▸ Exercise brief:
Rewrite all the items below, swapping "mark" for "outline" and keeping everything else the same. Leave the pictures out of your answer.

(Segmentation dataset excerpts)

>> BEGIN

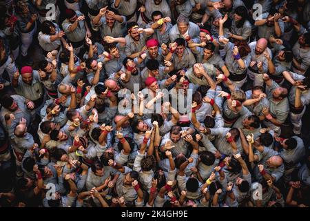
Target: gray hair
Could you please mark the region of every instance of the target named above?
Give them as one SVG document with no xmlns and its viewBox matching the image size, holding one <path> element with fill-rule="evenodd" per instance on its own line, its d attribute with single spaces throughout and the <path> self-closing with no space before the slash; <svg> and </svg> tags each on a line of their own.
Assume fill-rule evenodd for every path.
<svg viewBox="0 0 310 221">
<path fill-rule="evenodd" d="M 180 23 L 184 23 L 188 26 L 189 24 L 189 20 L 187 17 L 180 15 L 176 19 L 176 23 L 178 24 Z"/>
</svg>

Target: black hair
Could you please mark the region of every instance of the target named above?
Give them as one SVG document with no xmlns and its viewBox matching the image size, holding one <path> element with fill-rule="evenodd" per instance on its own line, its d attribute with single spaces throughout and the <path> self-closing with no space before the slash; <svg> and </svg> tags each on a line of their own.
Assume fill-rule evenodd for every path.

>> END

▸ Answer below:
Target: gray hair
Could you please outline the region of every instance of the target named above?
Give them as one SVG document with no xmlns and its viewBox matching the image size, holding one <path> element with fill-rule="evenodd" per instance on its own line, its d attribute with single spaces throughout and the <path> self-closing with no space before the slash; <svg> and </svg> tags each on a line of their own.
Assume fill-rule evenodd for every path.
<svg viewBox="0 0 310 221">
<path fill-rule="evenodd" d="M 180 23 L 184 23 L 188 26 L 189 24 L 189 20 L 187 17 L 180 15 L 176 19 L 176 23 L 178 24 Z"/>
</svg>

Target: black hair
Could you please outline the region of every instance of the target named above?
Give them as one SVG document with no xmlns and its viewBox matching the image size, holding one <path> element with fill-rule="evenodd" per instance on its own line, its d attribute with single spaces throughout and the <path> self-closing with no space before the slash; <svg> and </svg> tags each on a line of their own.
Assume fill-rule evenodd for every path.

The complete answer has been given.